WORK REQUIRED:
Give everything in the material from the line containing "outline puffy cloud" down to the line containing "POLYGON ((350 163, 379", both included, as a Markdown table with a Number column for the row number and a Line column for the line. Leave out blank lines.
[start ENTRIES SUPPLIED]
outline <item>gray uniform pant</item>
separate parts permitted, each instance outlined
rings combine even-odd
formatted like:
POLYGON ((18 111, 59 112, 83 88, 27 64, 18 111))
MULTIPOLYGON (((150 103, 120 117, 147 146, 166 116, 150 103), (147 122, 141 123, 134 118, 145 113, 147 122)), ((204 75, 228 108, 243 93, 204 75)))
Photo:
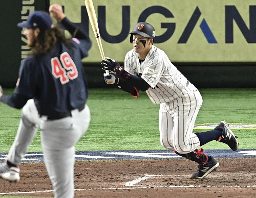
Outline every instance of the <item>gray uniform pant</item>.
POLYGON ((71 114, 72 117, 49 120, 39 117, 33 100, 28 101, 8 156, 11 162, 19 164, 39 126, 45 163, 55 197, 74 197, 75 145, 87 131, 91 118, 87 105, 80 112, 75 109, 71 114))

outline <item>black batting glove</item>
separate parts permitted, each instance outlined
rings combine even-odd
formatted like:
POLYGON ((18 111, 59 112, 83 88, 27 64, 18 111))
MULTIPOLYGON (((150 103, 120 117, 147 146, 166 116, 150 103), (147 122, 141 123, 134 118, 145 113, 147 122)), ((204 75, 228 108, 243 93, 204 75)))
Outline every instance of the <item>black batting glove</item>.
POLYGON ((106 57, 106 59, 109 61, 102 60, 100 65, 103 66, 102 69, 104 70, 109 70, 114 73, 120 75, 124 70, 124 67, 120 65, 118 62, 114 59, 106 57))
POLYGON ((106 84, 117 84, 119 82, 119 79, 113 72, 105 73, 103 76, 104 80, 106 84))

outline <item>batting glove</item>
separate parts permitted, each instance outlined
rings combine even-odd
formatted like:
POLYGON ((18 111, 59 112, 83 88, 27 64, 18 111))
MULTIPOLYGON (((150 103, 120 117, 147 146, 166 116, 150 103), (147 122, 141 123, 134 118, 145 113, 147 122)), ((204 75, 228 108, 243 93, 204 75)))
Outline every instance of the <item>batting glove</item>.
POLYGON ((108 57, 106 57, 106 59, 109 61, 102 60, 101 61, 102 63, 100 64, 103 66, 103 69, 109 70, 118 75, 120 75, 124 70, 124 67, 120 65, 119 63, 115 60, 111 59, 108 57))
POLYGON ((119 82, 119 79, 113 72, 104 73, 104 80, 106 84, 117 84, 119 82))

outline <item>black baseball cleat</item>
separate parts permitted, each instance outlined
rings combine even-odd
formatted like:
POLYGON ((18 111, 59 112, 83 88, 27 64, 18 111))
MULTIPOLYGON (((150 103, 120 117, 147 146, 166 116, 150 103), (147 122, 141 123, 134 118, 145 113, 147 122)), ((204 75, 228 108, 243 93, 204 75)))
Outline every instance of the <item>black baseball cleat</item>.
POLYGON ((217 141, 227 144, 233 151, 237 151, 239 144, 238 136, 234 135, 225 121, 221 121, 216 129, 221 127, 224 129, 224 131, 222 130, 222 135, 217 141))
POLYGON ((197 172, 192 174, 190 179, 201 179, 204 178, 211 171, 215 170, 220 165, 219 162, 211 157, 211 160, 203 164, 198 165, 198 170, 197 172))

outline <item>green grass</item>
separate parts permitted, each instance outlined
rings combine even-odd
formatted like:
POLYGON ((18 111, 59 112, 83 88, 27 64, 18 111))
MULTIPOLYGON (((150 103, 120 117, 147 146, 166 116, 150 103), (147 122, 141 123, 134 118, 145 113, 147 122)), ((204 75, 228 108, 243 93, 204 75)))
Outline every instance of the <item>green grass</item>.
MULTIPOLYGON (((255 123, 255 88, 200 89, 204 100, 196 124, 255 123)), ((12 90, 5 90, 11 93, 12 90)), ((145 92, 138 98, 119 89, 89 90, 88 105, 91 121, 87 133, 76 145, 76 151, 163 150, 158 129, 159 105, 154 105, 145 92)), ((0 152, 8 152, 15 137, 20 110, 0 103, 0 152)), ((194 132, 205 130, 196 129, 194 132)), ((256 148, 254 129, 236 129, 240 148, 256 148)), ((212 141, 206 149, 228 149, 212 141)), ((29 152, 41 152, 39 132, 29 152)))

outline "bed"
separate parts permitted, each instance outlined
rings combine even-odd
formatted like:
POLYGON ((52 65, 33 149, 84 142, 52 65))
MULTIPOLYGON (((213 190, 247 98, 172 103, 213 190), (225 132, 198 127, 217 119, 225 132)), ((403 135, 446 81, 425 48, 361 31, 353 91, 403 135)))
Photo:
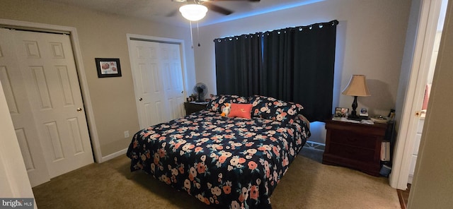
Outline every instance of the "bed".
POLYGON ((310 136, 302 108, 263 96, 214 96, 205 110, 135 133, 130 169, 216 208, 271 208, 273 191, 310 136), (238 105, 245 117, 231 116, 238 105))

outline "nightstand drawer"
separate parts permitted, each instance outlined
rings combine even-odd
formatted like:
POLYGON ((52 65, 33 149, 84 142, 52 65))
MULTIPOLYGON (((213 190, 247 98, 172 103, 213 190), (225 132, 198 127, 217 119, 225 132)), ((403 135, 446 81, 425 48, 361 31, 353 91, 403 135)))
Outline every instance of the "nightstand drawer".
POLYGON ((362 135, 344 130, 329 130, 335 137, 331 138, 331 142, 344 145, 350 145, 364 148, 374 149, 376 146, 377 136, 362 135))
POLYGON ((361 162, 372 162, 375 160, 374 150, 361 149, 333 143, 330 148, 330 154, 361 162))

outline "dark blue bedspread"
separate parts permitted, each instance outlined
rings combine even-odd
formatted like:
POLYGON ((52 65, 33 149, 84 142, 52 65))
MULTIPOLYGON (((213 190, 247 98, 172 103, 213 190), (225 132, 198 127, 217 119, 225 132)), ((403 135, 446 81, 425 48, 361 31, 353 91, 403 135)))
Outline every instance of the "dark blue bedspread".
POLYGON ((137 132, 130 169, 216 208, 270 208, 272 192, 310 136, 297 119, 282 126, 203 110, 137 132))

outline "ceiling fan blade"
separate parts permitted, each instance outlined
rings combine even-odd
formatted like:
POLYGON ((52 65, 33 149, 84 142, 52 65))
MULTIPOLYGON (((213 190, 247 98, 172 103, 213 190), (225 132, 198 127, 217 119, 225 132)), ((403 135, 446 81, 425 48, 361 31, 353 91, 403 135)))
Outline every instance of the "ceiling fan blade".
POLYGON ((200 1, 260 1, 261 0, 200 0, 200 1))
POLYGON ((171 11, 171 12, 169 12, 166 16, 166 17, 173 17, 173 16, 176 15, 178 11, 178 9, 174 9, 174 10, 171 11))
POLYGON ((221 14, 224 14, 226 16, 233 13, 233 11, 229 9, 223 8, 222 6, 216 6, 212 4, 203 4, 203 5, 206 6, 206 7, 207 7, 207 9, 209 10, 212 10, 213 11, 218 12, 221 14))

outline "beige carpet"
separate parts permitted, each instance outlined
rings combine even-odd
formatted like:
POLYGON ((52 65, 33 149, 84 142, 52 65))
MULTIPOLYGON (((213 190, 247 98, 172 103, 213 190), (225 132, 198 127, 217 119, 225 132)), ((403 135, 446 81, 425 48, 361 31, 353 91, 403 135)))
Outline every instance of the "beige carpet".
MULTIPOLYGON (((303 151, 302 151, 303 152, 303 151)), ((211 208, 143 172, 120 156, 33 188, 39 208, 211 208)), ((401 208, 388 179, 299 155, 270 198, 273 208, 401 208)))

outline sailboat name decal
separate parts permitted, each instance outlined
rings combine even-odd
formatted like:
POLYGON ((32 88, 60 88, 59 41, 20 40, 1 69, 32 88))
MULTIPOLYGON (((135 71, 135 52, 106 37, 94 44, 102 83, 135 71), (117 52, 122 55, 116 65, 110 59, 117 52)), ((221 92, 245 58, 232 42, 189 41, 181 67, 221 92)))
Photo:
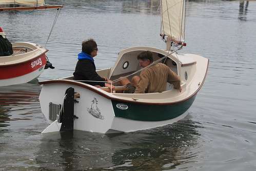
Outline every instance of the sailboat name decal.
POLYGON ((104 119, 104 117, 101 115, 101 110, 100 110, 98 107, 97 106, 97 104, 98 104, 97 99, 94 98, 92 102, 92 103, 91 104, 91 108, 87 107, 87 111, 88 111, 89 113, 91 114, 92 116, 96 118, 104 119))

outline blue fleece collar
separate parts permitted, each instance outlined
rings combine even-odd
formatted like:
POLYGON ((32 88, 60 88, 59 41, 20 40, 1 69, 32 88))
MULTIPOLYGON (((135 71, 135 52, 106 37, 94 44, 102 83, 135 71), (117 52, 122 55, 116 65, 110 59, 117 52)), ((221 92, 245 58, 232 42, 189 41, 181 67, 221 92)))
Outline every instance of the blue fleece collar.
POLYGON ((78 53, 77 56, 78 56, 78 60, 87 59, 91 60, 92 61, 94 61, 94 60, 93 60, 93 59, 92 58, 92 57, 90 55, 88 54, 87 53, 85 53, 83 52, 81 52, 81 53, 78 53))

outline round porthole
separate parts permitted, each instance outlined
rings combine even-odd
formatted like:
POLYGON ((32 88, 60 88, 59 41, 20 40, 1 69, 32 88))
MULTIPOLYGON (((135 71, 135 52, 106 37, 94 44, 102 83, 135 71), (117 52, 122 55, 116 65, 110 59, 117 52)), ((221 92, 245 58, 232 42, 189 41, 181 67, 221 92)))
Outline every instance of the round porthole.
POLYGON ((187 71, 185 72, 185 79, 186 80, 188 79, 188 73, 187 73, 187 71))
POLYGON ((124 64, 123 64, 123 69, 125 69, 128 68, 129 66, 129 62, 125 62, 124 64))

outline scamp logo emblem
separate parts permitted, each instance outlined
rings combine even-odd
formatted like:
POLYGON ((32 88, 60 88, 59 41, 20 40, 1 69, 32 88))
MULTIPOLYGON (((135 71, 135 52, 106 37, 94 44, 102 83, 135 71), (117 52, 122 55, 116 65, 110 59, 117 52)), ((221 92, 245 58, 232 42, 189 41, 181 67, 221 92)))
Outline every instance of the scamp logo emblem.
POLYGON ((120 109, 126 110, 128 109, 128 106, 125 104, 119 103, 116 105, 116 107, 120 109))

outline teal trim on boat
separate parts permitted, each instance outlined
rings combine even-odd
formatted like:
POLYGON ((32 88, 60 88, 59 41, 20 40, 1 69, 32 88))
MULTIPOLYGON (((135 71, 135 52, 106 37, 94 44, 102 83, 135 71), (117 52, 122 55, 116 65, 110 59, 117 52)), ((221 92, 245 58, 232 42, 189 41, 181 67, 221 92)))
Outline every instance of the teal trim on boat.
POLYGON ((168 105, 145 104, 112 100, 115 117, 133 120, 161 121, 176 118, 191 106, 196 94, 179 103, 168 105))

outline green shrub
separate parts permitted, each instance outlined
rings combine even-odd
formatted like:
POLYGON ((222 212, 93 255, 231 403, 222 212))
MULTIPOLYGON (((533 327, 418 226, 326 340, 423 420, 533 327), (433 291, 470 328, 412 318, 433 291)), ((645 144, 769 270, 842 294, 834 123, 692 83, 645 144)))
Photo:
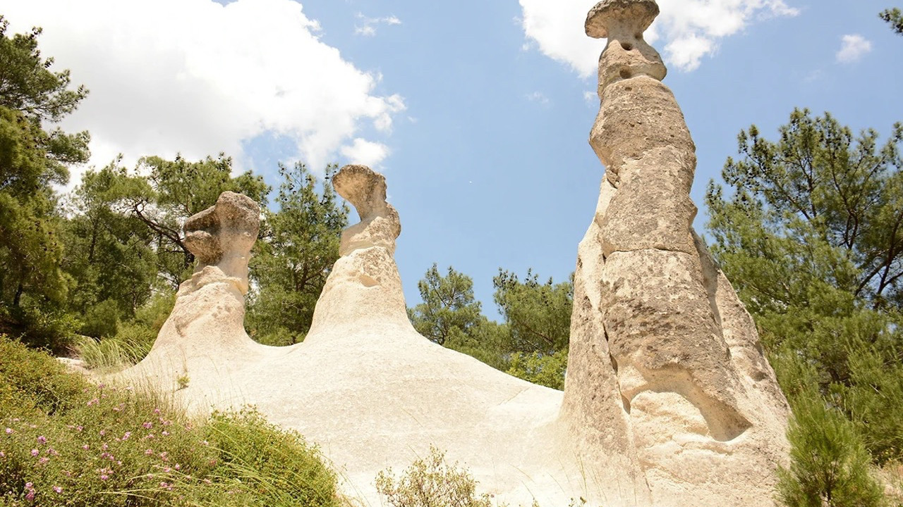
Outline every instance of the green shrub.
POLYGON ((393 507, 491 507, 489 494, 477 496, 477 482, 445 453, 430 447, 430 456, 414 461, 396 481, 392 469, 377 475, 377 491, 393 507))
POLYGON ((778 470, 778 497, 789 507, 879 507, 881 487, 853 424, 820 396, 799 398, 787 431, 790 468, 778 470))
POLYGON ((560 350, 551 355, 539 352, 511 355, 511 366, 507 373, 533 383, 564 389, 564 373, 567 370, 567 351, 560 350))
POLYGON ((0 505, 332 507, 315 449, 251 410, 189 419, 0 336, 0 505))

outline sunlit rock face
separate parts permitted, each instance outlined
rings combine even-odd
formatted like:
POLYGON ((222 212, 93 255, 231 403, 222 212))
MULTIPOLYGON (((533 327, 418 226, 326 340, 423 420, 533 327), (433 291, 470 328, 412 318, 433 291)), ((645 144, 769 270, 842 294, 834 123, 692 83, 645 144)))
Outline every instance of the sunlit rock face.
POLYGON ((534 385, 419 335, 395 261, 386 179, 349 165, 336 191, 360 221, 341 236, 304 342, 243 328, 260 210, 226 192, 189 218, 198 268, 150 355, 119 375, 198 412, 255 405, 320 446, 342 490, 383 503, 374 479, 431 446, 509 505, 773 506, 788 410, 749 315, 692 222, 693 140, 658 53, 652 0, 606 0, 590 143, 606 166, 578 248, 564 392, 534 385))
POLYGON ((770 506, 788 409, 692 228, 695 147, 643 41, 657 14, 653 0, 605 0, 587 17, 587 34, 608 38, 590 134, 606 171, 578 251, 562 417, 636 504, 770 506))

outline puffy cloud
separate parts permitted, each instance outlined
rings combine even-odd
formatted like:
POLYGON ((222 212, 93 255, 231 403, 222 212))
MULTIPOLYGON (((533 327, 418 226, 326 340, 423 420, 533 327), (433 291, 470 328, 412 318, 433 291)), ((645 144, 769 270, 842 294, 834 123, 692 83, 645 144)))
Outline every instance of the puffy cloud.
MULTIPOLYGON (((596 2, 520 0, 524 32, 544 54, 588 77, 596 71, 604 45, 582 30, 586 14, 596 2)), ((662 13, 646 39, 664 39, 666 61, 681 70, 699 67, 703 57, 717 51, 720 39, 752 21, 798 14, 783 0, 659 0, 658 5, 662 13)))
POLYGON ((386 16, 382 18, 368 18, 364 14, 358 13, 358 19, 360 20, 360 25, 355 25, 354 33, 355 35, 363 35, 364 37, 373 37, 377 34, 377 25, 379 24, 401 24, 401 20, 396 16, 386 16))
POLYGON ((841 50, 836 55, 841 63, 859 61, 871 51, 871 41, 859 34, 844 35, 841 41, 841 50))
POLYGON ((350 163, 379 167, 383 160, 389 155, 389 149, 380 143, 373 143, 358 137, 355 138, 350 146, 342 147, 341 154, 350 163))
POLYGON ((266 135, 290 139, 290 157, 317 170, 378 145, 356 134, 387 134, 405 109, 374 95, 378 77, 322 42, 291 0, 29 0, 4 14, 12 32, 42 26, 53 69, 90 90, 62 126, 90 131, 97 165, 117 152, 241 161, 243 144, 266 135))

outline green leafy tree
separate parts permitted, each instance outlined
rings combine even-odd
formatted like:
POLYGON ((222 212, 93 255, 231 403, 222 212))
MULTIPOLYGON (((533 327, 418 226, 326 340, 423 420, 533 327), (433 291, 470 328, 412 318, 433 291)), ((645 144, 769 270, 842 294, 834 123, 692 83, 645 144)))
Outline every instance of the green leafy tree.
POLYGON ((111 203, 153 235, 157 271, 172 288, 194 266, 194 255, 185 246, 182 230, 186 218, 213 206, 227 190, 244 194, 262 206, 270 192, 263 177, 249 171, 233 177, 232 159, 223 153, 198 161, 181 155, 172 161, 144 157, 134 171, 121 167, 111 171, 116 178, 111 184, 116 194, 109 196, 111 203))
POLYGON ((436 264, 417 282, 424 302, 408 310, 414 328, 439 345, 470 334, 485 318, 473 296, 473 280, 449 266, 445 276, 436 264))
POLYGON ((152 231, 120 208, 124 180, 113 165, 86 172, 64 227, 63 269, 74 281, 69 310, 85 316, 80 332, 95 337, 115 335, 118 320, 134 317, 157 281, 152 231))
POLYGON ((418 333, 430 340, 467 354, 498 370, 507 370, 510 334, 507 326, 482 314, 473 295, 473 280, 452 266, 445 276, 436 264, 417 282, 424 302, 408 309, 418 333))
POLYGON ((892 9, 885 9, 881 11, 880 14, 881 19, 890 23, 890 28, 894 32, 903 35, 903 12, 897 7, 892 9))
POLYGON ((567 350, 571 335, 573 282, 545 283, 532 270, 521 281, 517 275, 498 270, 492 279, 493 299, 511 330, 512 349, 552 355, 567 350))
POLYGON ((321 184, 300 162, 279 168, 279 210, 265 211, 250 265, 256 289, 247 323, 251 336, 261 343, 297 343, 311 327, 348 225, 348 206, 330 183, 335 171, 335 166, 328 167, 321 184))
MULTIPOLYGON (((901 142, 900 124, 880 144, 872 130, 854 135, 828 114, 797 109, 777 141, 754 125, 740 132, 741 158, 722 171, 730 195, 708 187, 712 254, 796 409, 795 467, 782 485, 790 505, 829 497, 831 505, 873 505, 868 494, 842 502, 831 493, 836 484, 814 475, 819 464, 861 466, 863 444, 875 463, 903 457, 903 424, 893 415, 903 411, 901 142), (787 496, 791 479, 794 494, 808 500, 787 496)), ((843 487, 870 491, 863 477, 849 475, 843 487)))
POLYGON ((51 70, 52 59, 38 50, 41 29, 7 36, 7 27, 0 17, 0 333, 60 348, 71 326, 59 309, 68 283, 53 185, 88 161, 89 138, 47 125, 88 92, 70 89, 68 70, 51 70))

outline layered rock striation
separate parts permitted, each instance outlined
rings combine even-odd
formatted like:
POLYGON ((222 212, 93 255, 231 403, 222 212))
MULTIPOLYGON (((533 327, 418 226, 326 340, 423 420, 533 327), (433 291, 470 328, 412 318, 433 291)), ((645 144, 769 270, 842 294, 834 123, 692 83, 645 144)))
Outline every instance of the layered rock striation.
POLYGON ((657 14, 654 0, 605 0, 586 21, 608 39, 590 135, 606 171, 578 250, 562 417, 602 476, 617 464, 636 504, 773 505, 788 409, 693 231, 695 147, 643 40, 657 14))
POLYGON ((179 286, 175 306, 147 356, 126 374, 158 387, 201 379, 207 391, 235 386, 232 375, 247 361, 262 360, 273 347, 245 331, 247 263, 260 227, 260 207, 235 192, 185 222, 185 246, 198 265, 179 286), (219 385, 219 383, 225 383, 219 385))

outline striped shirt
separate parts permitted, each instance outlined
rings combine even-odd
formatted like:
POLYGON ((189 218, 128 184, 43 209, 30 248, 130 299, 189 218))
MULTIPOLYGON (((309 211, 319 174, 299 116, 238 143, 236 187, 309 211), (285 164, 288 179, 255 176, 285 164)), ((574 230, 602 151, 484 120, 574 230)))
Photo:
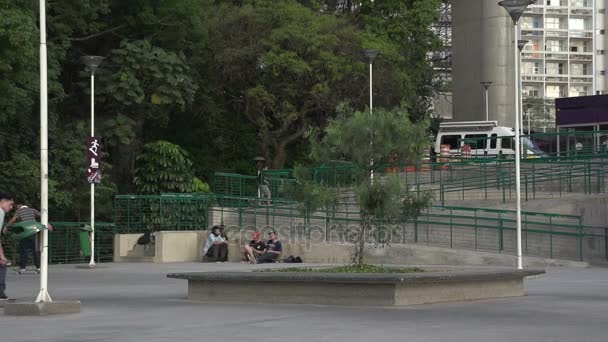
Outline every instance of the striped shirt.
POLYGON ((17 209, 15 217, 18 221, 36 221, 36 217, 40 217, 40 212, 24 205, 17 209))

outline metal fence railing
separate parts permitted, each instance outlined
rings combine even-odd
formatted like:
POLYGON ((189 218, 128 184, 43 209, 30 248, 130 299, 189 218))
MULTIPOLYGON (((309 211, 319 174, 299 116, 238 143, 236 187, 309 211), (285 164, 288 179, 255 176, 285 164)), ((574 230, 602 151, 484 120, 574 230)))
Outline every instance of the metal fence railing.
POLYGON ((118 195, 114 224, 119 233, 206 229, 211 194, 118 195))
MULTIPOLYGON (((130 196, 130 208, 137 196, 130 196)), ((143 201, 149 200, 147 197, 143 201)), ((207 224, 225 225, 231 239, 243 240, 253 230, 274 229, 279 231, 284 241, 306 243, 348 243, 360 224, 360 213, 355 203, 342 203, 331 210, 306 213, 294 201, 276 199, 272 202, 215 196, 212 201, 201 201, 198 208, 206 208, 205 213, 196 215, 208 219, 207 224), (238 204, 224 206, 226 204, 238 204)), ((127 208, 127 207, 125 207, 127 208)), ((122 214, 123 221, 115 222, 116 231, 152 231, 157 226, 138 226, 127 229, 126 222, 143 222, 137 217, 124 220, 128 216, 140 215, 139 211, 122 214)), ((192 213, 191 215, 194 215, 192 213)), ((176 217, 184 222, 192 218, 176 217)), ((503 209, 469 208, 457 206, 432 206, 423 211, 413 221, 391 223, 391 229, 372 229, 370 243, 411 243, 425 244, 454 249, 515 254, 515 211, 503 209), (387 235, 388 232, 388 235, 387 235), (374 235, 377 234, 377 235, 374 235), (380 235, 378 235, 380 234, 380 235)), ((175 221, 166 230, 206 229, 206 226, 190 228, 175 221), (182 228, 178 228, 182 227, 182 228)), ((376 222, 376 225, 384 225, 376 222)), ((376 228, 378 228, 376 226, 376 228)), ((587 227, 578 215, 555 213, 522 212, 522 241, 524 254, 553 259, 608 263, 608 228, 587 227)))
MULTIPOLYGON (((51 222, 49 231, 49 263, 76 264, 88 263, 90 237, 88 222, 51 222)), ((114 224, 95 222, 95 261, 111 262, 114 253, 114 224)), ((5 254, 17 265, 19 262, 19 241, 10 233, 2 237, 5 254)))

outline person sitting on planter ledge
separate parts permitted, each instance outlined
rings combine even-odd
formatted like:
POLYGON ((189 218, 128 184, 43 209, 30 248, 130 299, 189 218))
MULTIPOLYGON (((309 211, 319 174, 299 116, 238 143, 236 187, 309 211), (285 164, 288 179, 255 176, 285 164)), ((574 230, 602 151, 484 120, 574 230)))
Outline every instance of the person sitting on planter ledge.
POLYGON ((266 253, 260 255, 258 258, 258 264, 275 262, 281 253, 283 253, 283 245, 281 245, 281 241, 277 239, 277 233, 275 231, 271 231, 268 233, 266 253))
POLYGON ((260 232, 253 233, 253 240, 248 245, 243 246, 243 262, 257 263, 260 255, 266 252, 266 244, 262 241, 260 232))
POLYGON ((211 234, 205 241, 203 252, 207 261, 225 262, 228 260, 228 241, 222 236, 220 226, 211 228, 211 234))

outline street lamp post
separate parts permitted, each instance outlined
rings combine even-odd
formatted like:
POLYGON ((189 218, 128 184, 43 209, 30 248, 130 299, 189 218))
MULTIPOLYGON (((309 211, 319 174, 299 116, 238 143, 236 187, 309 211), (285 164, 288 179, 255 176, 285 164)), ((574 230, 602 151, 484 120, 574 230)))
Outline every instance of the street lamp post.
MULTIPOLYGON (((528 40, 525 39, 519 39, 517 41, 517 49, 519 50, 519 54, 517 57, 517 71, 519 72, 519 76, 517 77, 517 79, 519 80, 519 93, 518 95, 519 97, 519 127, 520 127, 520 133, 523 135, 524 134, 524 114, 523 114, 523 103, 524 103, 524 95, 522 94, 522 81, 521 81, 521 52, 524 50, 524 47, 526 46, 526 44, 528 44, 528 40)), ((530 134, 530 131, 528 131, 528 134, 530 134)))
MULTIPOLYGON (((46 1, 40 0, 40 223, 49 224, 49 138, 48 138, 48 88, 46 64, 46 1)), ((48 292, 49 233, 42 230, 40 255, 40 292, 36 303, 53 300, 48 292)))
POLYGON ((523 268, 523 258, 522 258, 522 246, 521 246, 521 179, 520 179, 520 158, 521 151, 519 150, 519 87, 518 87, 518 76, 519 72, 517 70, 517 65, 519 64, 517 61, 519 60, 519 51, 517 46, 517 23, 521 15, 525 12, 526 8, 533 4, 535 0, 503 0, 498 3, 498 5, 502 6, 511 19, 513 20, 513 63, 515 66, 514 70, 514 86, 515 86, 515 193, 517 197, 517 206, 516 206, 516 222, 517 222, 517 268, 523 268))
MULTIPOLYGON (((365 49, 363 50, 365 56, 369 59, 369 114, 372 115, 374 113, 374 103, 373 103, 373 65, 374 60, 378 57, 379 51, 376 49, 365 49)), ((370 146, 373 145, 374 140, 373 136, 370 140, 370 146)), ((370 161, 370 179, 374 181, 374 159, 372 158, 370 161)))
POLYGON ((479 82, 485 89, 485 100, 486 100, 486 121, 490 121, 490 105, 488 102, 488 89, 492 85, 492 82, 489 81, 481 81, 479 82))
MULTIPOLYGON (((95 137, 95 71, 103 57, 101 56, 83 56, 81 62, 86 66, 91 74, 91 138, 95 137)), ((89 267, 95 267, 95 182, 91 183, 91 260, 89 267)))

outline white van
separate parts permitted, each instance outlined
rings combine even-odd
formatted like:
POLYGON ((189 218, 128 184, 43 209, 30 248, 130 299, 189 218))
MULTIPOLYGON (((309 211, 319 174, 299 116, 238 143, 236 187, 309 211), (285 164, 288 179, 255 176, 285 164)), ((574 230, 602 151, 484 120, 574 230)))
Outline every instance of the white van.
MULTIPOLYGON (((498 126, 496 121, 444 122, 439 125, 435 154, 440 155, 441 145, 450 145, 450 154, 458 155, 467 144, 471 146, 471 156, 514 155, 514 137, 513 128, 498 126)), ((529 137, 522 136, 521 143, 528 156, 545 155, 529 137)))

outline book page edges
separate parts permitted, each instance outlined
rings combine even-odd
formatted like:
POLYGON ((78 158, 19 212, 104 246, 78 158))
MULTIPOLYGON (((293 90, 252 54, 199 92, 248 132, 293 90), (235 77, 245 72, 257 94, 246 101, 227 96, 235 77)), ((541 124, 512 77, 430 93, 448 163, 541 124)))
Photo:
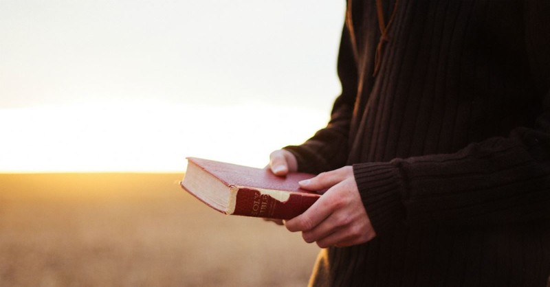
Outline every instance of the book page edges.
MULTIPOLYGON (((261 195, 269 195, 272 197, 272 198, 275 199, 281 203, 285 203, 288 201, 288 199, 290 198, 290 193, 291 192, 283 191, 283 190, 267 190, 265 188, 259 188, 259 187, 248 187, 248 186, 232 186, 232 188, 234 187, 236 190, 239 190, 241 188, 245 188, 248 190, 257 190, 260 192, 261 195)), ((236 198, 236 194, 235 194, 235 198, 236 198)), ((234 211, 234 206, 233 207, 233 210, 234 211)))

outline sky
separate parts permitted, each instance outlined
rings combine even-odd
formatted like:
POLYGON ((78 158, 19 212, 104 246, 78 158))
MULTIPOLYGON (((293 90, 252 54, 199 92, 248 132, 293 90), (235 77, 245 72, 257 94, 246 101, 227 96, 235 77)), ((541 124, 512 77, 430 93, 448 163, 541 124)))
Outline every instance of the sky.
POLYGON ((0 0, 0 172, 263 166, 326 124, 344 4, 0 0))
[end ENTRIES SUPPLIED]
WRITTEN RESPONSE:
| Number | Line |
|---|---|
| 1 | outline puffy cloud |
| 2 | separate parts permitted, each instance outlined |
| 3 | rings combine even-odd |
| 4 | formatted like: |
| 5 | POLYGON ((222 212, 93 255, 231 403, 222 212)) |
| 6 | MULTIPOLYGON (((533 327, 418 226, 326 340, 423 420, 533 327), (433 291, 470 328, 412 318, 433 291)), ((645 144, 769 270, 842 294, 834 123, 692 83, 645 144))) |
| 7 | Outline every instance of the puffy cloud. |
| 8 | MULTIPOLYGON (((596 2, 520 0, 524 32, 544 54, 588 77, 596 71, 604 45, 582 30, 586 14, 596 2)), ((662 13, 646 39, 664 39, 666 61, 681 70, 699 67, 703 57, 717 51, 720 39, 752 21, 798 14, 783 0, 659 0, 658 5, 662 13))) |
| 9 | POLYGON ((386 16, 382 18, 368 18, 364 14, 358 13, 358 19, 360 20, 360 25, 355 25, 354 33, 355 35, 363 35, 364 37, 373 37, 377 34, 377 25, 379 24, 401 24, 401 20, 396 16, 386 16)) |
| 10 | POLYGON ((841 50, 836 55, 841 63, 859 61, 871 51, 871 41, 859 34, 844 35, 841 41, 841 50)) |
| 11 | POLYGON ((350 163, 379 167, 383 160, 389 155, 389 149, 380 143, 373 143, 358 137, 355 138, 350 146, 342 147, 341 154, 350 163)) |